The last (and first) time I saw Madonna perform live was in 1993. I had just moved to New York and went to see her Girlie Show at Madison Square Garden. Three years earlier, still living in Germany, I had regrettably had to give up my tickets for her wildly anticipated Blond Ambition show because of a spontaneous family reunion in France. But I had seen Truth or Dare, the groundbreaking 1991 documentary about the tour. The film portrayed Madonna as flippant and serious, fun and unnerving, playful and controlling, vulnerable and dominant, charismatic and capricious, compulsive and impulsive, all at the same time. In addition, seeing her jaunty and endearingly maternal relationship with her male dancers, most of them gay, opened a window to a new world that had a magnetic pull. The mix created an irresistible vortex and left me in a state of shock. I am not exaggerating when I say that the film planted the seed for my eventual move to New York.
The Girlie Show, radically different from the more wistful, emotionally charged Blonde Ambition, was, for the most part, a frivolous, insouciant and fun spectacle, following her Erotica album and celebrating androgyny, a word that is sadly all but lost today. It included exhilarating nods to strip joints, Studio 54, Indian temple dances, military parades (with a tongue firmly in cheek), a vaudevillian, and a spot-on tribute to Marlene Dietrich, culminating with a chilly, highly stylized Edwardian fashion show tableau, the effect being that of a post-coital cigarette smoked on a balcony overlooking a misty cityscape of a mystical past. But stadiums are strange venues for concept concerts such as Madonna’s: unless you are among the lucky few in the front rows, you find yourself inadvertently, repeatedly casting your eyes rather at the large video screens than the far-away stage, hungry to catch some of the visual details, and the medium creates an emotional distance between the space and time you share with the performers that can only be bridged by the tribal forces of music and mass exhilaration. It left me wanting for something more intimate than it could possibly deliver.

### Exercise materials
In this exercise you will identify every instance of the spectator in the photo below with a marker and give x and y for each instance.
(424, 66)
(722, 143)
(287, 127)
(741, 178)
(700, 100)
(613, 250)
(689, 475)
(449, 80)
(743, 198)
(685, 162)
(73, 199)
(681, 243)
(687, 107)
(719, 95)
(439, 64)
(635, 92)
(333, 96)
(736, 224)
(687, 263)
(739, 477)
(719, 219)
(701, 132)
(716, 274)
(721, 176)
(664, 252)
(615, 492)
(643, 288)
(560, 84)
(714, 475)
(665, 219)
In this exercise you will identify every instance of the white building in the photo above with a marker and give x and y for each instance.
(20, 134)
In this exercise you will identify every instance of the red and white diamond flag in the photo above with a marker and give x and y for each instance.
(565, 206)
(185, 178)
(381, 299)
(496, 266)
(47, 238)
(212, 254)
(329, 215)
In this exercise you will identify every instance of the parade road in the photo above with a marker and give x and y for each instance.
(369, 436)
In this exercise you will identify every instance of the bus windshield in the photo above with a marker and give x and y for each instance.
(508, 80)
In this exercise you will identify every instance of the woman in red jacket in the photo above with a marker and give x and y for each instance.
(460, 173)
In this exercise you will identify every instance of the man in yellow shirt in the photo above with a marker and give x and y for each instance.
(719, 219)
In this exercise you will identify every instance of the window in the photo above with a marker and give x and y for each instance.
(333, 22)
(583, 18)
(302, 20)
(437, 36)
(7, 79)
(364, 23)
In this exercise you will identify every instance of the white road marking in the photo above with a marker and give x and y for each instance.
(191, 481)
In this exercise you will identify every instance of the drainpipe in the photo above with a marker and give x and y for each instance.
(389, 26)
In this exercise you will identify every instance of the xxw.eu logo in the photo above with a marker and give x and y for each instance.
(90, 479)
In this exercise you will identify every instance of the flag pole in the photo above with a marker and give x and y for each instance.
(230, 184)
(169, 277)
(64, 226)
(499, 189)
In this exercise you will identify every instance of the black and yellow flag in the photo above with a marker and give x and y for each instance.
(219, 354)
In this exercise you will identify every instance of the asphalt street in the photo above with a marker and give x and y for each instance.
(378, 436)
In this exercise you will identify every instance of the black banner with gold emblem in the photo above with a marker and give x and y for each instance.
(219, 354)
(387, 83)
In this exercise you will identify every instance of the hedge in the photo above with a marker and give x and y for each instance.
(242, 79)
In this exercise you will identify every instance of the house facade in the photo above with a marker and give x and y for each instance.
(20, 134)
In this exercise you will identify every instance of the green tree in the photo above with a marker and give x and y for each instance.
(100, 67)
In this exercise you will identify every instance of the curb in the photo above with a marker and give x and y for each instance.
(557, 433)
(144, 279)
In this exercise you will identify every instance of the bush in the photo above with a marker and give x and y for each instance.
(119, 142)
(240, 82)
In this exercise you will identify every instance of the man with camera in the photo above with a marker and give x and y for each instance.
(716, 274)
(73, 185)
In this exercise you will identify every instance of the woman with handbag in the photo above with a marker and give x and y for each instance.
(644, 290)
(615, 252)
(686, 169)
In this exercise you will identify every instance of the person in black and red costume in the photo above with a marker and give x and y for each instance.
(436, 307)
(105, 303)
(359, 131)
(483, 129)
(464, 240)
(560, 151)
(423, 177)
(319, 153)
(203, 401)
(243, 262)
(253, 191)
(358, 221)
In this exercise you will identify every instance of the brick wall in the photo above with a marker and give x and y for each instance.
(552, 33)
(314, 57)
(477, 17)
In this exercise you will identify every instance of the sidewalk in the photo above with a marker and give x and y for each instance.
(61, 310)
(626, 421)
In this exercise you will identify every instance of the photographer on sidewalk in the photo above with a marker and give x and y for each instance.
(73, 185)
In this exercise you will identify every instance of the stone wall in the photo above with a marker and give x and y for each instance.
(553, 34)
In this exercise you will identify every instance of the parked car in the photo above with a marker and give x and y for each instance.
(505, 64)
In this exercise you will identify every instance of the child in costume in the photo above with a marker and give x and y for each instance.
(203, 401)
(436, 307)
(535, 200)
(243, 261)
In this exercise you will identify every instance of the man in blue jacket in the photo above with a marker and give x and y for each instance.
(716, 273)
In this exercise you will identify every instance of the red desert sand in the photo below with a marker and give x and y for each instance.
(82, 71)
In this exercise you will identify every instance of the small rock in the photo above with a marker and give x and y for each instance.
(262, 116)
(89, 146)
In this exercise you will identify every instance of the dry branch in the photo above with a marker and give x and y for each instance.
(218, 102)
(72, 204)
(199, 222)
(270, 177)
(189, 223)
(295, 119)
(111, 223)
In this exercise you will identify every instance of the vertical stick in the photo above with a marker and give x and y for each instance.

### To do
1 - List the things the piece about Madonna's concerts says the Girlie Show included exhilarating nods to.
2 - Copy out the lines of the listing from the one containing "In this exercise you will identify every instance of the dry" through the end of the listing, both ends included, with "dry branch" swapped for "dead branch" and nothing else changed. Give only those lines.

### Responses to the exercise
1 - strip joints, Studio 54, Indian temple dances, military parades, a vaudevillian

2 -
In this exercise you will identify every instance of the dead branch in the photo above with a marker and give x and y for each instance.
(218, 102)
(72, 204)
(199, 222)
(270, 177)
(189, 223)
(295, 119)
(111, 223)
In this exercise you will identify every instance of the vertical stick in the photo above with a marker and give x and y for each instance.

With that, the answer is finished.